Governor Beshear’s budget proposal to the General Assembly contains small increases in spending for P-12 education and provides funding for other targeted areas including relief for quasi-governmental organizations facing spiking pension costs and money to hire more social workers. The plan stops the overall trend of budget reductions Kentucky has been experiencing, though in many areas its modest funding levels are not enough to prevent continued erosion due to inflation, which is projected at approximately 2.5% a year according to the Congressional Budget Office.
The governor proposes to pay for additional spending by raising $148 million in new revenue over the biennium from tobacco taxes, sports betting and a higher limited liability entity fee. The budget uses $288 million of one-time fund transfers and $64 million from other new resources.
Budget provides targeted dollars to P-12 public education
The budget provides monies for a $2,000 raise for teachers in 2021, which is equivalent to a 3.7% increase on average (those funds are provided again in 2022 but with no additional raise, and no increase is provided for classified employees). The budget provides a 1% increase in the SEEK per pupil base guarantee for schools in 2021, and a 0% increase in 2022. As in the past, a growing share of the guarantee will come from local school districts (the state portion goes down), and the guarantee will decrease once inflation is taken into account. The broader SEEK formula also does not increase funding for student transportation, which remains at approximately two-thirds of the statutorily required amount.

■ Problem set ■
1. According to the budget proposal passage, what annual inflation rate does the Congressional Budget Office project?
2. In the budget proposal passage, change "sports betting" to "online gaming" and reproduce everything from "The governor proposes" down to "other new resources.".
3. Extend the budget proposal passage beyond its last sentence.

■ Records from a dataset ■
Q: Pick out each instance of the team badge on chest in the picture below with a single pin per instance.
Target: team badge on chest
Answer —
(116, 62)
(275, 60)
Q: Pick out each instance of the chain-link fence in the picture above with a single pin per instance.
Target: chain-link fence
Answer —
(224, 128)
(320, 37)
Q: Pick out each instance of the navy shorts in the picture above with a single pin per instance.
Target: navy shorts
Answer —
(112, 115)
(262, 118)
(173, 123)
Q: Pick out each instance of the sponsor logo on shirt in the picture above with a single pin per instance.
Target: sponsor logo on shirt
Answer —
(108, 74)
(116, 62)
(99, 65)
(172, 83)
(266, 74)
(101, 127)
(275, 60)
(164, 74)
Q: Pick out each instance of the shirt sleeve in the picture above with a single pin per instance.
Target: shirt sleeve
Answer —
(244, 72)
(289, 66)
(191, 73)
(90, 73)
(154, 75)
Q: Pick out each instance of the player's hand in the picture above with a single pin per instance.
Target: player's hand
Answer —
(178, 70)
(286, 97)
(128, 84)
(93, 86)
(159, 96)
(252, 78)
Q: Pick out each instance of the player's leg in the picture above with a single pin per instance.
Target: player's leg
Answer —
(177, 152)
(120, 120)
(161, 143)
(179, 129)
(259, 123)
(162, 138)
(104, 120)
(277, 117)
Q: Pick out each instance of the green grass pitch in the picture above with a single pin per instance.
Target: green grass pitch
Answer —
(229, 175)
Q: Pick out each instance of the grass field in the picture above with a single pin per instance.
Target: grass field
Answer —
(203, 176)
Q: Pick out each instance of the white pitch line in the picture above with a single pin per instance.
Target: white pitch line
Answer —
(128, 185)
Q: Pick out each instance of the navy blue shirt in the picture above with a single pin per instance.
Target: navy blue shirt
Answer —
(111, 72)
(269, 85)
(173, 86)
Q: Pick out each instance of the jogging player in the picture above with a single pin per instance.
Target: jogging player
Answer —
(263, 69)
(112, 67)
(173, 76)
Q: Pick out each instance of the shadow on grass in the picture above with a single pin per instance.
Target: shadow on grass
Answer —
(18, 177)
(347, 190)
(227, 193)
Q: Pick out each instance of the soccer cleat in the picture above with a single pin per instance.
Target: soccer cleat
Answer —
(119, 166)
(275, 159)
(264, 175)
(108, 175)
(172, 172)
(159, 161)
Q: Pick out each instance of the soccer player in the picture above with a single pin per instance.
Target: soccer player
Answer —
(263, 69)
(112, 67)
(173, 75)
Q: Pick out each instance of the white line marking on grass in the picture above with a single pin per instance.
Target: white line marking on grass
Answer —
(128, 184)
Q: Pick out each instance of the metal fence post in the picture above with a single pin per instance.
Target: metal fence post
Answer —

■ Response list ■
1. Approximately 2.5% a year.

2.
The governor proposes to pay for additional spending by raising $148 million in new revenue over the biennium from tobacco taxes, online gaming and a higher limited liability entity fee. The budget uses $288 million of one-time fund transfers and $64 million from other new resources.

3.
The budget provides some funding that had been completely cut for textbooks in the last budget, putting in $11 million each year; funding for textbooks had been $21 million back in 2008. It does not restore the 6.25% cut to preschool contained in the last budget, but does provide $5 million each year to support preschool in low-income areas. The budget does not increase funding for Extended School Services, which had also been cut by 6.25%. It funds the $18.2 million in school building upgrades mandated by last year’s school safety legislation through bonding, but does not fund the rest of the legislation.
Some of the additional funding for P-12 education comes from $85 million in SEEK funds originally budgeted in the current year but now expected to go unspent.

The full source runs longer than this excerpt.